That's after they discovered an enzyme that enhances the spread of the disease, according to new research published in the journal Nature.

Secondary (metastatic) breast cancer is the main cause of the 12,000 deaths which occur from breast cancer in the United Kingdom every year. The most common site where the disease spreads to is the bone - occurring in around 85 percent of secondary breast cancer patients. The enzyme LysYl Oxidase (LOX), which is released from the primary tumor, causes holes to form in the bone and prepares the bone for the future arrival of cancer cells.

However, these latest findings suggest that by identifying LOX in estrogen receptor negative (ER negative) breast cancer patients early, doctors may be able to block the enzyme's activity. This would effectively prevent bone damage and the spread of tumor cells to the bone (metastasis), halting the disease's progression.

During the study, researchers also showed that treatment with bisphosphonate - an existing drug class that prevents bone loss and is used to treat diseases such as osteoporosis - successfully counteracted the changes in the bone and the spread of the disease in mice. This result makes scientists hopeful that their research could lead to a better prognosis for cancer patients in the longer term.

▸ **TASK LIST**
a. Answer these questions from the breast cancer research passage, labeling each answer (i), (ii), or (iii).
(i) How many deaths from breast cancer occur in the United Kingdom every year?
(ii) In roughly what percentage of secondary breast cancer patients does the disease spread to the bone?
(iii) In what animals did bisphosphonate treatment counteract the bone changes and the spread of the disease?
b. Translate this sentence from the breast cancer research passage into Spanish: "The most common site where the disease spreads to is the bone - occurring in around 85 percent of secondary breast cancer patients."
c. Resume the passage on breast cancer research after its final sentence.

▸ **INPUT DATA**
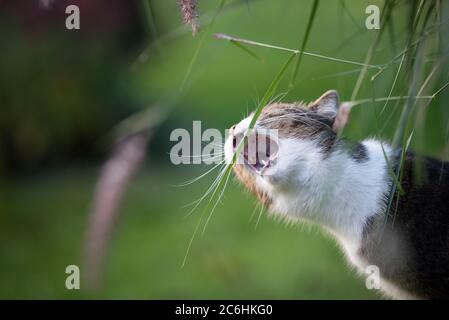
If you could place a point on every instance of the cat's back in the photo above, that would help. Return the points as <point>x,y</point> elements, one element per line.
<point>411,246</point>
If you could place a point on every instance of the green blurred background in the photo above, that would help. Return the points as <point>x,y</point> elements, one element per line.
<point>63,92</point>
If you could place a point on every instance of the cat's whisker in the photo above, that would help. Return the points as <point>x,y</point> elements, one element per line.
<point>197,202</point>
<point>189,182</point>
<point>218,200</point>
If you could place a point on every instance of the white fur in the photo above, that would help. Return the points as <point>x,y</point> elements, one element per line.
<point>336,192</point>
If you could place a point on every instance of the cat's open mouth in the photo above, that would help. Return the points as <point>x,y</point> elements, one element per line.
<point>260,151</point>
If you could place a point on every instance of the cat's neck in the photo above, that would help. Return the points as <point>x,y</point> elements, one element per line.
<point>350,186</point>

▸ **EXPECTED RESPONSES**
a.
(i) 12,000
(ii) Around 85 percent
(iii) Mice

b. El lugar más común al que se propaga la enfermedad es el hueso, lo cual ocurre en alrededor del 85 por ciento de los pacientes con cáncer de mama secundario.

c.
"This is important progress in the fight against breast cancer metastasis and these findings could lead to new treatments to stop secondary breast tumors growing in the bone, increasing the chances of survival for thousands of patients," Dr. Alison Gartland at the University of Sheffield's Department of Human Metabolism, who helped lead the study, said in a news release.

"The next step is to find out exactly how the tumor secreted LOX interacts with bone cells to be able to develop new drugs to stop the formation of the bone lesions and cancer metastasis," she added.